◆ **Énoncé écrit 1**
Transformez les lignes des enregistrements placés après le texte en une liste numérotée, sans les lignes vides. N'incluez pas les images dans votre réponse.

◆ **Extrait du document**
----

Stromates

LIVRE SECOND

CHAPITRE XI

La connaissance qui vient de la foi est la plus sûre de toutes.

Chez les hommes qui s’estiment sages, qu’ils aient embrassé les hérésies des barbares ou la philosophie des Grecs, la science enfle, selon l’apôtre. Elle est fidèle au contraire la connaissance qui aura été une démonstration scientifique des traditions selon la vraie philosophie ; la véritable raison, ce sera pour nous celle qui, des points convenus, fait jaillir la foi sur les points controversés. Or, la foi étant double, l’une appuyée sur la science, l’autre sur l’opinion, rien n’empêche que l’on n’appelle double aussi la démonstration, l’une appuyée sur la science, l’autre sur l’opinion, puisque la connaissance et la prescience sont également appelées doubles ; l’une parfaite de sa nature, l’autre imparfaite. La démonstration que possède le chrétien ne sera-t-elle pas la seule véritable, puisqu’elle est fournie par les saintes Écritures qui sont les lettres sacrées, et par la sagesse que nous avons apprise de Dieu, selon l’expression de l’apôtre ? Dès lors la discipline est d’obéir aux préceptes ; obéir, c’est croire à Dieu ; la foi est la force de Dieu, puisqu’elle est la force de la vérité. Aussi le Seigneur a-t-il dit :

« Si vous aviez la foi dans la mesure d’un grain de sénevé, vous transporteriez des montagnes. »

Et de rechef :

« qu’il vous soit fait selon votre foi ; »

l’un est guéri pour avoir cru, l’autre est ressuscité grâce à la foi de celui qui avait cru à sa résurrection.

----

◆ **Enregistrements affichés**
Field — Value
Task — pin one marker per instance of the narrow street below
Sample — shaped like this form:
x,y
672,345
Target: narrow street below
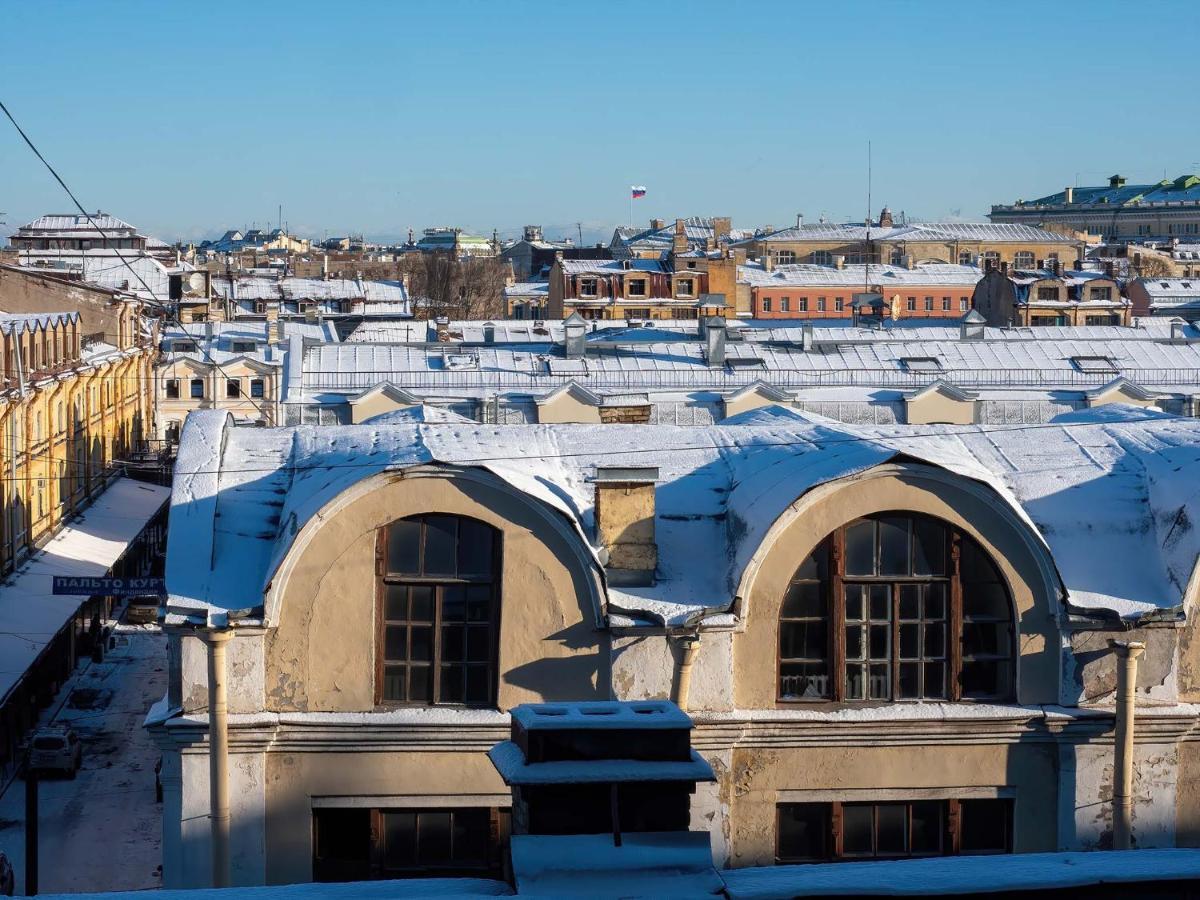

----

◆ **Énoncé écrit 2**
Relevez toutes les choses que l'extrait sur la foi et la connaissance qualifie de doubles.

◆ **Solution proposée 1**
1. Field — Value
2. Task — pin one marker per instance of the narrow street below
3. Sample — shaped like this form:
4. x,y
5. 672,345
6. Target: narrow street below

◆ **Solution proposée 2**
- la foi
- la démonstration
- la connaissance
- la prescience